Objective: Write each line word for word, from the line that contains "In this photo, point at the stone masonry" through the last line of the material below.

Saved data entries
+++

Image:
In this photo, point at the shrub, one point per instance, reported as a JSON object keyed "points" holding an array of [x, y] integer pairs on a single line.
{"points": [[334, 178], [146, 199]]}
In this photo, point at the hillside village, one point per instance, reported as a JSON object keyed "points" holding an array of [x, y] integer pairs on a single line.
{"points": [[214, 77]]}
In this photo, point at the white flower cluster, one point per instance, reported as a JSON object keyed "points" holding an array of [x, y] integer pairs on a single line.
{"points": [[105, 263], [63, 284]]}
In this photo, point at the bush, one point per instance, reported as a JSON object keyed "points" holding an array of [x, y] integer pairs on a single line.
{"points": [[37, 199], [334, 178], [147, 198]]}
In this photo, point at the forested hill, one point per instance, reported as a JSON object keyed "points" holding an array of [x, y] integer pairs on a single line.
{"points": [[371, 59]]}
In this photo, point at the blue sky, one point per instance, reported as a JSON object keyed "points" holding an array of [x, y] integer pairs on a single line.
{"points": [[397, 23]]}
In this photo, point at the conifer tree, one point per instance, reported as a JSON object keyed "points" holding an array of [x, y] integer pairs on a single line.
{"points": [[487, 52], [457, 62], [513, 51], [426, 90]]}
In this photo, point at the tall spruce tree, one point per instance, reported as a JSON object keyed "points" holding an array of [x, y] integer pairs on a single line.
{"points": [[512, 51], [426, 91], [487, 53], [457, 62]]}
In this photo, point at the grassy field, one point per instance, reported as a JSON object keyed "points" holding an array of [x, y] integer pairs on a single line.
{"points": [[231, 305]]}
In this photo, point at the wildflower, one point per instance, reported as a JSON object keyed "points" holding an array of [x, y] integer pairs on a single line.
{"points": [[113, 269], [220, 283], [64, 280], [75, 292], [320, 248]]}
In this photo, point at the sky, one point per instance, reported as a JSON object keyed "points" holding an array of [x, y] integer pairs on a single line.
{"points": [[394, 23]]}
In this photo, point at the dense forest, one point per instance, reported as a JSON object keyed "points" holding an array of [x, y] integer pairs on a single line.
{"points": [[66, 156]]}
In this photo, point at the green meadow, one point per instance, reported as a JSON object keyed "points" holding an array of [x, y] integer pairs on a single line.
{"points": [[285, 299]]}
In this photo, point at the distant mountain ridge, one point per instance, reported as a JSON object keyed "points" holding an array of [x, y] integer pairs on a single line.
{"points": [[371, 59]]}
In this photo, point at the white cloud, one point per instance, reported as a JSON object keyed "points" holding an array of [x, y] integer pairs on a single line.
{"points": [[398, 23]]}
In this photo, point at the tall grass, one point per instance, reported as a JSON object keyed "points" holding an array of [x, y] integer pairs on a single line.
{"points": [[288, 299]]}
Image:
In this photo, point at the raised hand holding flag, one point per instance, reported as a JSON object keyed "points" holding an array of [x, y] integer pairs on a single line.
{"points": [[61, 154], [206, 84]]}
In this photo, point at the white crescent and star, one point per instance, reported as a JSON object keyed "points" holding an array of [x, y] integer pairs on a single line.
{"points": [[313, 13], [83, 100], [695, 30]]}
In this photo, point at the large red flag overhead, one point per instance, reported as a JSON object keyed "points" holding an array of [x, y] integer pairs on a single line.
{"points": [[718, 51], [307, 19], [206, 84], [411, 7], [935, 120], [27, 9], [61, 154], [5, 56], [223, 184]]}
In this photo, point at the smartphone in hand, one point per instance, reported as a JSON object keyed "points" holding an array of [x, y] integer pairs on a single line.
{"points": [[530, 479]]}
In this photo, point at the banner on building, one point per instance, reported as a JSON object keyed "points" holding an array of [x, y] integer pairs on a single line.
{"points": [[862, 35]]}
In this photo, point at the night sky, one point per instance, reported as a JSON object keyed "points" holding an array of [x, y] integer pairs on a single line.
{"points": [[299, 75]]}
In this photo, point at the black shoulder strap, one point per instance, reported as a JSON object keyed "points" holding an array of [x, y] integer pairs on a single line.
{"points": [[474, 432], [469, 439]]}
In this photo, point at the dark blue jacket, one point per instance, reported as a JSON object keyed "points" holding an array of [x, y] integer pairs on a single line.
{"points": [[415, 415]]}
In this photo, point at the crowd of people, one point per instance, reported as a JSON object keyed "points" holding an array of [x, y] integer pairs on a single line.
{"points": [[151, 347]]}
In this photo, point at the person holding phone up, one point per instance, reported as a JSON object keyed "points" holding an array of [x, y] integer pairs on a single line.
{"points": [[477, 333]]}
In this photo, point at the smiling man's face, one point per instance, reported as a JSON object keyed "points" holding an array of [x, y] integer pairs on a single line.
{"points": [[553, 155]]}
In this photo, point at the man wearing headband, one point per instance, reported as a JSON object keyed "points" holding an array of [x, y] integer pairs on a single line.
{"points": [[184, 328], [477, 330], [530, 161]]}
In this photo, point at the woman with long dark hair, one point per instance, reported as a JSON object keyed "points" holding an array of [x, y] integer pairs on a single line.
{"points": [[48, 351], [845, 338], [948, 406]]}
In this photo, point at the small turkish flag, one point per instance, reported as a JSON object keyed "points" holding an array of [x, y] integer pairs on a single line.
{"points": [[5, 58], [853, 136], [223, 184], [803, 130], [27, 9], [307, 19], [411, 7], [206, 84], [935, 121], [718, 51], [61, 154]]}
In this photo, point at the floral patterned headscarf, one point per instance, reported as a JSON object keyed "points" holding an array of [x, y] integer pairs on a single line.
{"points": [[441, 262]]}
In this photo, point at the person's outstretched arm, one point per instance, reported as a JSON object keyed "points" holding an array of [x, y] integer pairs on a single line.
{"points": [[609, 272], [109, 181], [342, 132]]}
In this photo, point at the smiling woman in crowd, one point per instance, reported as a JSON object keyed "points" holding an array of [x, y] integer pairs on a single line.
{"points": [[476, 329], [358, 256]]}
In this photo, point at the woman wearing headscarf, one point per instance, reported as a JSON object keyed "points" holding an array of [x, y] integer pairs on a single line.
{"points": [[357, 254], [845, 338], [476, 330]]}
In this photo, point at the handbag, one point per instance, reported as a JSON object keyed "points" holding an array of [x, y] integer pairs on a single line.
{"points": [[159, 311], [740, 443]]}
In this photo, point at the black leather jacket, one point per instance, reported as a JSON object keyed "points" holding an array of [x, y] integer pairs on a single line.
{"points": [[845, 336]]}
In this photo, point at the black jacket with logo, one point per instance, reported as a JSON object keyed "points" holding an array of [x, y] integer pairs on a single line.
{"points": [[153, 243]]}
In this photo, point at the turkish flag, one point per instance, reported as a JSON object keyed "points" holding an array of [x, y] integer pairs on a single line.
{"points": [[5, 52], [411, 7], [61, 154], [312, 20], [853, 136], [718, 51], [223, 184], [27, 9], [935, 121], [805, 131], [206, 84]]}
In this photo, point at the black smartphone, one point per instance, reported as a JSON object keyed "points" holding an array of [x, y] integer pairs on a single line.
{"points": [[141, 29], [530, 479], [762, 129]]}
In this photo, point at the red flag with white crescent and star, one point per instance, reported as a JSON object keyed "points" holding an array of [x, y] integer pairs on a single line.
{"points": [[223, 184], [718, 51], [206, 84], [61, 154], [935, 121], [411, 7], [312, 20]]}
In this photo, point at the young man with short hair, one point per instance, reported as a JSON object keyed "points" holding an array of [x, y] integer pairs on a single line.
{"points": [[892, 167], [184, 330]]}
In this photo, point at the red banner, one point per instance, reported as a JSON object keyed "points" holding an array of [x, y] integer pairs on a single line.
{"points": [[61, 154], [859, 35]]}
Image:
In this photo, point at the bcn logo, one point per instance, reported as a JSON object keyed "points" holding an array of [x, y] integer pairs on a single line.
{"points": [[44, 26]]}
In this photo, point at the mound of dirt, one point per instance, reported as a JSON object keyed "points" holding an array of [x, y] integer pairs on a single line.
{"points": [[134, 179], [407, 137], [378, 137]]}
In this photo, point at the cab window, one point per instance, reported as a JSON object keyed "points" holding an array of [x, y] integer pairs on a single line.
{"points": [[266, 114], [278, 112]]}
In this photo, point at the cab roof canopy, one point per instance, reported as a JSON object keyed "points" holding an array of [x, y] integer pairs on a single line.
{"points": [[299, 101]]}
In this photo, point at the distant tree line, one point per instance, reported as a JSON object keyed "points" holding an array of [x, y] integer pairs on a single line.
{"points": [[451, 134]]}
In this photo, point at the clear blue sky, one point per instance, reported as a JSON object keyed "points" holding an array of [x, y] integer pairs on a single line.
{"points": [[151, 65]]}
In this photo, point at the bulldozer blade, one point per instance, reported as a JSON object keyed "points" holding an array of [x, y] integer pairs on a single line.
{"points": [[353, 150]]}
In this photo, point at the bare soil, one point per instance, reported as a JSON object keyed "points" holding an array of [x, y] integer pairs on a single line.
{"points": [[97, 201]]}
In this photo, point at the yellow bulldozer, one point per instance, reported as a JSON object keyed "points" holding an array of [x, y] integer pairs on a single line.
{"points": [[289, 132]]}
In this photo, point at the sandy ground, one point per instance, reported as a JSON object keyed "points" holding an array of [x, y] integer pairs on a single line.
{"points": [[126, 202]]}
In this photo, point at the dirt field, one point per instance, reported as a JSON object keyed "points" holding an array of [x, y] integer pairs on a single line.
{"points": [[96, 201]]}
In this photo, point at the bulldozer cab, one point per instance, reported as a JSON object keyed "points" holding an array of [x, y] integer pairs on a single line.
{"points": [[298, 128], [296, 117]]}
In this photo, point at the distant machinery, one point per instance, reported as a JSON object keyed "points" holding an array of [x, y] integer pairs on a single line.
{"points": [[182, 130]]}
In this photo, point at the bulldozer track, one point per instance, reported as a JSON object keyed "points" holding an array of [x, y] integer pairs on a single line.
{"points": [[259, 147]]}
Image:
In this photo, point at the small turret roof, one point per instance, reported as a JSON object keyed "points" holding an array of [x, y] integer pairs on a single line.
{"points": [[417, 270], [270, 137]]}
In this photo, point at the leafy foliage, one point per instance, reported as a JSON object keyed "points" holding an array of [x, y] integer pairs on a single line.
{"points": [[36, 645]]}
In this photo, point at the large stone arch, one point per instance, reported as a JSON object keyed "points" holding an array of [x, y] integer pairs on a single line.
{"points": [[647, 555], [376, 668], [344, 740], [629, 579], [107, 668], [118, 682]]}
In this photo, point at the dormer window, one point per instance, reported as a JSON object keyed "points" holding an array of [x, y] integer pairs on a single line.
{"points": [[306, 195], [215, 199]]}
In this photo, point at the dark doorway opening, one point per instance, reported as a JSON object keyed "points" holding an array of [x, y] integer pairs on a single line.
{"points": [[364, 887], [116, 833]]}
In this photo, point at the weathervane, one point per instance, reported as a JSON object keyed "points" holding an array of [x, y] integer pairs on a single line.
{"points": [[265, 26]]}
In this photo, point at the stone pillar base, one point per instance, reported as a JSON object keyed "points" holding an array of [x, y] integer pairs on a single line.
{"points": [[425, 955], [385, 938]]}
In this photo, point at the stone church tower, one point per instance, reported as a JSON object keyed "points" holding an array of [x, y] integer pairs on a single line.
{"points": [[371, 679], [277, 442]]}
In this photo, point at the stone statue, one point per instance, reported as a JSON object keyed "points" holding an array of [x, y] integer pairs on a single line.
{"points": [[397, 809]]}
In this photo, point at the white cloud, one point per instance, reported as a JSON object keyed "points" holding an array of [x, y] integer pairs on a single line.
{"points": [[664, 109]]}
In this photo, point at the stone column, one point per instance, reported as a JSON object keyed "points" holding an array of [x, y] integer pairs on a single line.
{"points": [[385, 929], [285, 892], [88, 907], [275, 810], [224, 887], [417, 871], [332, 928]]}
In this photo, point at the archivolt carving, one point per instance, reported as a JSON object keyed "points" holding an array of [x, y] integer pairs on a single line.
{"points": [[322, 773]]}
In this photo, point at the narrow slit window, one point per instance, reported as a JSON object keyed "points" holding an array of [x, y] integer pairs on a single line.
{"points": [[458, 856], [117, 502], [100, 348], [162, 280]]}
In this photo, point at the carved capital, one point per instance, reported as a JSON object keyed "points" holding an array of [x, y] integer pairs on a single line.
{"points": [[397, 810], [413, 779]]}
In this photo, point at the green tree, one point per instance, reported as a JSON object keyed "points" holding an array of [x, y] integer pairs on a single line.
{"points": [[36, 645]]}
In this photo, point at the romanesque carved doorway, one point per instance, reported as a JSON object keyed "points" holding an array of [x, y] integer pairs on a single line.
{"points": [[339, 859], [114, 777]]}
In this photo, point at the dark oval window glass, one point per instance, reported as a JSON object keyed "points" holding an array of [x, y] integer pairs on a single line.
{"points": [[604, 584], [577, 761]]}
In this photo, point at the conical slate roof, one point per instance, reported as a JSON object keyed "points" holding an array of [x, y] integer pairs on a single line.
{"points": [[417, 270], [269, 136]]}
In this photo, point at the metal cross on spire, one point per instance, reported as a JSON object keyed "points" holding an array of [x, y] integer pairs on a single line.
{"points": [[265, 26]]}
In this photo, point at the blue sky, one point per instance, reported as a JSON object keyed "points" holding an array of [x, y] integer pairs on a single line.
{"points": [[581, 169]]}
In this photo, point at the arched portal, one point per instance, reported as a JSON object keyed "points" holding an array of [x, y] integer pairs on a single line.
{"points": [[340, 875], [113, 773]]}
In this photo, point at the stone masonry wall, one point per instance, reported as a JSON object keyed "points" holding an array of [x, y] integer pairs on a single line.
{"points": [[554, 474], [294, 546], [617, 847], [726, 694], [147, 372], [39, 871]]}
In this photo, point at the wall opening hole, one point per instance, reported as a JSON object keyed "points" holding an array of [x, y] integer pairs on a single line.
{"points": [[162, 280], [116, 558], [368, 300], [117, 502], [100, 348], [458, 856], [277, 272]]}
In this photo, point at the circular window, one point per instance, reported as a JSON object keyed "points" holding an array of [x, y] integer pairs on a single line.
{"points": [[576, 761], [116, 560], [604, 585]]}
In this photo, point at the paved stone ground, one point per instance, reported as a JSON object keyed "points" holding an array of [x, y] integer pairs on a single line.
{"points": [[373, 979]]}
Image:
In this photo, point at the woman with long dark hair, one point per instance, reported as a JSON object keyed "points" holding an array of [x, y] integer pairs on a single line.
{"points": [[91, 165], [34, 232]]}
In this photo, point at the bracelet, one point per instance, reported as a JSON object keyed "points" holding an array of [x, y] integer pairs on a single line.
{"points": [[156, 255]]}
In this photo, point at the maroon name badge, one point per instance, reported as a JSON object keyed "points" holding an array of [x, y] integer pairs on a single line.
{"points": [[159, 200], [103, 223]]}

+++

Task answer:
In this photo, point at the stone masonry wall, one point per instance, reported as a JSON object keyed "points" holding an array of [x, y] integer pairs on a single line.
{"points": [[554, 474], [294, 546], [617, 847], [726, 694], [147, 372], [39, 871]]}
In this photo, point at the wall opening hole, one point per instance, reported as a JSON object keyed "points" holding an array of [x, y] integer pairs on a single line.
{"points": [[162, 280], [116, 558], [368, 300], [117, 502], [100, 348], [458, 856], [277, 272]]}
In this photo, point at the circular window, one point per instance, reported as a JSON object keyed "points" holding an array of [x, y] integer pairs on a single line.
{"points": [[576, 761], [116, 560], [604, 585]]}
In this photo, point at the paved stone ground, one point per instance, reported as a JSON object keyed "points" holding an array of [x, y] integer pairs on a single line.
{"points": [[373, 979]]}
Image:
In this photo, point at the woman with long dark hair, one point per instance, reported as a JSON object keyed "points" holding an array of [x, y] integer pairs on a single line.
{"points": [[91, 165], [34, 232]]}
In this photo, point at the bracelet, one point per instance, reported as a JSON object keyed "points" holding an array of [x, y] integer pairs on a single line.
{"points": [[156, 255]]}
In this photo, point at the maroon name badge, one point per instance, reported as a JSON object keyed "points" holding an array of [x, y] integer pairs on a single line.
{"points": [[159, 200], [103, 223]]}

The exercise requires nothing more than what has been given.